**Objective**
Identify each line of the listing below that contains the string "large", and reproduce every such line in full.
==================================================
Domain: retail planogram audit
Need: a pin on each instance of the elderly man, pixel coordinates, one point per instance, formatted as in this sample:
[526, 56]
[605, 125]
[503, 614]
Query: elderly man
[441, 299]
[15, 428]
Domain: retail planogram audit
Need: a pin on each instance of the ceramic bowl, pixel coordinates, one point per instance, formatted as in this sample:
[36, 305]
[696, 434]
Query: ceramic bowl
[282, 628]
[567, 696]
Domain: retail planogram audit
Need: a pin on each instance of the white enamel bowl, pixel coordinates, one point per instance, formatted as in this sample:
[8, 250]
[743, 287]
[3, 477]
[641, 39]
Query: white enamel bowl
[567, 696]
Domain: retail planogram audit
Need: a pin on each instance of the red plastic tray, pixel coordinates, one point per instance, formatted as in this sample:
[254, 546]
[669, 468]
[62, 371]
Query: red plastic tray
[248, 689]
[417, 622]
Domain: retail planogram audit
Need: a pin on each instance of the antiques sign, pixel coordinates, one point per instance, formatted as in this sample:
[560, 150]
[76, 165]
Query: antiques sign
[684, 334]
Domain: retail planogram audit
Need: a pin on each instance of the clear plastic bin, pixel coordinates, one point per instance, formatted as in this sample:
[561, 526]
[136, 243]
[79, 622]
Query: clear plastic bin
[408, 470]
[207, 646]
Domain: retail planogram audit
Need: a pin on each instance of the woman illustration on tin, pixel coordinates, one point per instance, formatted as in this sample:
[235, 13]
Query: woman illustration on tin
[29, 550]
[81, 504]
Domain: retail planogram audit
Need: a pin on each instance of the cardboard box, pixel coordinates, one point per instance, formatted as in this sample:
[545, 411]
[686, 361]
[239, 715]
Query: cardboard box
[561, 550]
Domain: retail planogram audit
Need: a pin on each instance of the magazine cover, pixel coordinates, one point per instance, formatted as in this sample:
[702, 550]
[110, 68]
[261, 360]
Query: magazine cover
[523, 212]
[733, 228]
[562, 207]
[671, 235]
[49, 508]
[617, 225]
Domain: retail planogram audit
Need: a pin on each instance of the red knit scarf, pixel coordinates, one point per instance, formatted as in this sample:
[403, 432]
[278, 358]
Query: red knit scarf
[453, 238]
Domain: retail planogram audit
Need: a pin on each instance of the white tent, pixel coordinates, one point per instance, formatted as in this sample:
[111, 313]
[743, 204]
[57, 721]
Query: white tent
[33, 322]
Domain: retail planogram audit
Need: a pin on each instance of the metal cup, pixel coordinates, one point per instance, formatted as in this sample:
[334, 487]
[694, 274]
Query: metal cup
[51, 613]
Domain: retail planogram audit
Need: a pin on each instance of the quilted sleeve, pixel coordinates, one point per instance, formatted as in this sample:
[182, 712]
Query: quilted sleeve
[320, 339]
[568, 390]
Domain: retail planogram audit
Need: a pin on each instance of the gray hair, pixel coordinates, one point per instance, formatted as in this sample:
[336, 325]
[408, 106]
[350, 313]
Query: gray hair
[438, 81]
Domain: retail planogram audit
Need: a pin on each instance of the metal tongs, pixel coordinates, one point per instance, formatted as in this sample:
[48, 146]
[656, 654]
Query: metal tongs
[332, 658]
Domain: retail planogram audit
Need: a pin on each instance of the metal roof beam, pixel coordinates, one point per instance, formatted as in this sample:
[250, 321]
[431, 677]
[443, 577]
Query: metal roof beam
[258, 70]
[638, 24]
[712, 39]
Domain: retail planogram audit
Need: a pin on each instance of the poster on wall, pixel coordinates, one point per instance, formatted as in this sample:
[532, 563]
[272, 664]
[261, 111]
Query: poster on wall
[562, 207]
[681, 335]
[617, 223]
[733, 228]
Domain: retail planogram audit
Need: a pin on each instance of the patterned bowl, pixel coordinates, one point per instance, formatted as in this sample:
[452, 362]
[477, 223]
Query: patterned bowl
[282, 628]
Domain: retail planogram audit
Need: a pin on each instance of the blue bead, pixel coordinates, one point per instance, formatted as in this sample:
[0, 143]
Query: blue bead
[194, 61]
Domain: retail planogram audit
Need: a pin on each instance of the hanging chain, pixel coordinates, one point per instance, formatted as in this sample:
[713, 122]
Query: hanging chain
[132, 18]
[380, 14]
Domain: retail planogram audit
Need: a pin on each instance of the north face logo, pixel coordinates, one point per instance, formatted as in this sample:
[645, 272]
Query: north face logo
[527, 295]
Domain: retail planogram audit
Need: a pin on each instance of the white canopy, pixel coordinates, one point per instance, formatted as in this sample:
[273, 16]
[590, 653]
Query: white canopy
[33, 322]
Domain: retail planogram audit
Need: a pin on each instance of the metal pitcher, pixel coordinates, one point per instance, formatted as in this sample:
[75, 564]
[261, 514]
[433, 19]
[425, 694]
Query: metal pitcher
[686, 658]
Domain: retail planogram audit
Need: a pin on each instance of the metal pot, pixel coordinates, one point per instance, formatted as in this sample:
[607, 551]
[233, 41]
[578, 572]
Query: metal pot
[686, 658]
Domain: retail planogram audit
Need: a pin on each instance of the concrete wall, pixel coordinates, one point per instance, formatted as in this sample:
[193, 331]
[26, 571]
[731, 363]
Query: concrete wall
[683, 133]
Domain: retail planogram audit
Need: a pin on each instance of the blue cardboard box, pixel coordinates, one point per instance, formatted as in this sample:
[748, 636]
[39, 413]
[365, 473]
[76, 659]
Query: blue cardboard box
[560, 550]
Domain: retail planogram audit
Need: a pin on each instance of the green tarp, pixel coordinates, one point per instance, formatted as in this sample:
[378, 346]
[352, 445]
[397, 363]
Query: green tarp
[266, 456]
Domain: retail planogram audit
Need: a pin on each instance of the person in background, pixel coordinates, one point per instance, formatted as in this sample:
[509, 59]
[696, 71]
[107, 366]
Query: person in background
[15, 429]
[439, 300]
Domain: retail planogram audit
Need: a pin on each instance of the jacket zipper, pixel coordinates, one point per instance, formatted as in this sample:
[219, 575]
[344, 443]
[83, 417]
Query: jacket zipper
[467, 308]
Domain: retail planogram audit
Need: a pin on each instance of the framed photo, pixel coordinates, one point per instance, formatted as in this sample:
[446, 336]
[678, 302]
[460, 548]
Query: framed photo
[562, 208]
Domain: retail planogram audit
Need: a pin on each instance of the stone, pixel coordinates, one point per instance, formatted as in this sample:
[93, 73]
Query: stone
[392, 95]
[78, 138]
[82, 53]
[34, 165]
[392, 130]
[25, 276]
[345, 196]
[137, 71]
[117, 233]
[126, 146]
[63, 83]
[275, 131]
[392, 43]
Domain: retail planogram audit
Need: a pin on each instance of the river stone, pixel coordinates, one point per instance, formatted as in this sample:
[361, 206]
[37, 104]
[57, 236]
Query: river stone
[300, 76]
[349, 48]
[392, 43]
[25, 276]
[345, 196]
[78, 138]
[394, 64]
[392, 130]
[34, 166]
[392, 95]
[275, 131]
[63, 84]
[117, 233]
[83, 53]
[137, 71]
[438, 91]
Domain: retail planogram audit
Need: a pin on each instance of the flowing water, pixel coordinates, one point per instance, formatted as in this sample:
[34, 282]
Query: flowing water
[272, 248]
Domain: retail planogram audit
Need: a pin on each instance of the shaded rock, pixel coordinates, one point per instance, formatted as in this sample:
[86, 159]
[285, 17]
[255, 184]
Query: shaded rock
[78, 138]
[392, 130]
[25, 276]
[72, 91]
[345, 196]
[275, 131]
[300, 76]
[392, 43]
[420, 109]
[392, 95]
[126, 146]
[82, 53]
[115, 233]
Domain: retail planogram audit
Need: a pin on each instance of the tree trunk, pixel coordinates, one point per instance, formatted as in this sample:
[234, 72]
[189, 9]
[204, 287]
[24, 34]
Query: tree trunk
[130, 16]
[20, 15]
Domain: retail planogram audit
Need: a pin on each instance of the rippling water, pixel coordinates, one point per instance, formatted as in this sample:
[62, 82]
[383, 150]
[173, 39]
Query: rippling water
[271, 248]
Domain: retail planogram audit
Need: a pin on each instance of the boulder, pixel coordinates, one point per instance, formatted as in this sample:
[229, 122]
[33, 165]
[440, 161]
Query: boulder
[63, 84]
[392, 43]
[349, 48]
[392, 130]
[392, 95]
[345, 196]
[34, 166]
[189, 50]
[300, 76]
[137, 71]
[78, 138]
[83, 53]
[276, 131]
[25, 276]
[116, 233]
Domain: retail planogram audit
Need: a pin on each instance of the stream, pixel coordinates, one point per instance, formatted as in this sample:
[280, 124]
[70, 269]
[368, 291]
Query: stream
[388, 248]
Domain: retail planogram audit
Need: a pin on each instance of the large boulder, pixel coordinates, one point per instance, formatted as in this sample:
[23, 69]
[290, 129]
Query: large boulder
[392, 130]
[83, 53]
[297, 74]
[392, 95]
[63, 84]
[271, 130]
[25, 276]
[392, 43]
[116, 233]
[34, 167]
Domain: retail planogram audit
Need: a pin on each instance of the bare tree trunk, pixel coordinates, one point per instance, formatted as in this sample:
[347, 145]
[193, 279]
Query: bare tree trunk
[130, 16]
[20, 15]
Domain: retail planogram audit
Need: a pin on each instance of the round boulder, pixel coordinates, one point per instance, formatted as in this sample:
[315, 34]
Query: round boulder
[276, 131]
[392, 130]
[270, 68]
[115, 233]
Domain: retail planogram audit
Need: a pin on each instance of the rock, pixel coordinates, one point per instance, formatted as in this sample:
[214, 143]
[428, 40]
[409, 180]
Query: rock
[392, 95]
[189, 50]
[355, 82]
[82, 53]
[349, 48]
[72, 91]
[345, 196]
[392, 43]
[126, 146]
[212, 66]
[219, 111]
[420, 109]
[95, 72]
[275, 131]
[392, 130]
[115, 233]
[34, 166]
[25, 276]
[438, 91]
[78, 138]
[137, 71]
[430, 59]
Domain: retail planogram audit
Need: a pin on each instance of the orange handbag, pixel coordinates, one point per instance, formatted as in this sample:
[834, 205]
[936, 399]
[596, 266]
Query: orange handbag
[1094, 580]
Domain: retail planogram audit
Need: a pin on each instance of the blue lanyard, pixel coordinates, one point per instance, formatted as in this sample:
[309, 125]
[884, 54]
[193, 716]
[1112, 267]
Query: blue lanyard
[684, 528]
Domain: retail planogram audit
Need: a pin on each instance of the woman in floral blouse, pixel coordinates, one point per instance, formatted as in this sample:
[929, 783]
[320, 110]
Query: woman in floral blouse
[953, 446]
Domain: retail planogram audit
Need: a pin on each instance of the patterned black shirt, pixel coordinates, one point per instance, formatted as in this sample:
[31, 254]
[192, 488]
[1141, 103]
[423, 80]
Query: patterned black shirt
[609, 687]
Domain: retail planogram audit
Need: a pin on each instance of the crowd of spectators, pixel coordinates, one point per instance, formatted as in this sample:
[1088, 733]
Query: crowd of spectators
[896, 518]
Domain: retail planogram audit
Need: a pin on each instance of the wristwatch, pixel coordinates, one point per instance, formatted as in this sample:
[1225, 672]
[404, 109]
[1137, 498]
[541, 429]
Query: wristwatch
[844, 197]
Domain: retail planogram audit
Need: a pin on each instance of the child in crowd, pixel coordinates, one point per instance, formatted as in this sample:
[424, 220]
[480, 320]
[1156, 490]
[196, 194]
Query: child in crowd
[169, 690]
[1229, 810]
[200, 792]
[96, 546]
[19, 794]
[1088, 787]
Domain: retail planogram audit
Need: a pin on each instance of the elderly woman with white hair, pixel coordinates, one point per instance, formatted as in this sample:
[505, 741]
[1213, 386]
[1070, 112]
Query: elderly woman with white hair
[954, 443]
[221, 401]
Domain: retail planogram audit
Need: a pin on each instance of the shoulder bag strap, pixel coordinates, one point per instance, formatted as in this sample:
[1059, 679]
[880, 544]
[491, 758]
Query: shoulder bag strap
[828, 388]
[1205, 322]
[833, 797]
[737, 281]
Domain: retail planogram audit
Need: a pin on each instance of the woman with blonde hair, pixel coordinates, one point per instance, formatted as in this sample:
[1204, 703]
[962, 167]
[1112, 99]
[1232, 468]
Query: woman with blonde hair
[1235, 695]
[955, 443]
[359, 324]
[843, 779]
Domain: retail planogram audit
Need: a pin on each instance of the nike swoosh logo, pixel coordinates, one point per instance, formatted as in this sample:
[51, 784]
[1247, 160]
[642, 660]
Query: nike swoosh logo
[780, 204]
==================================================
**Worked solution**
Need: a pin on each instance of the large boulder, pixel coordinates, one point per instance, formatted as in this sample:
Query: large boulder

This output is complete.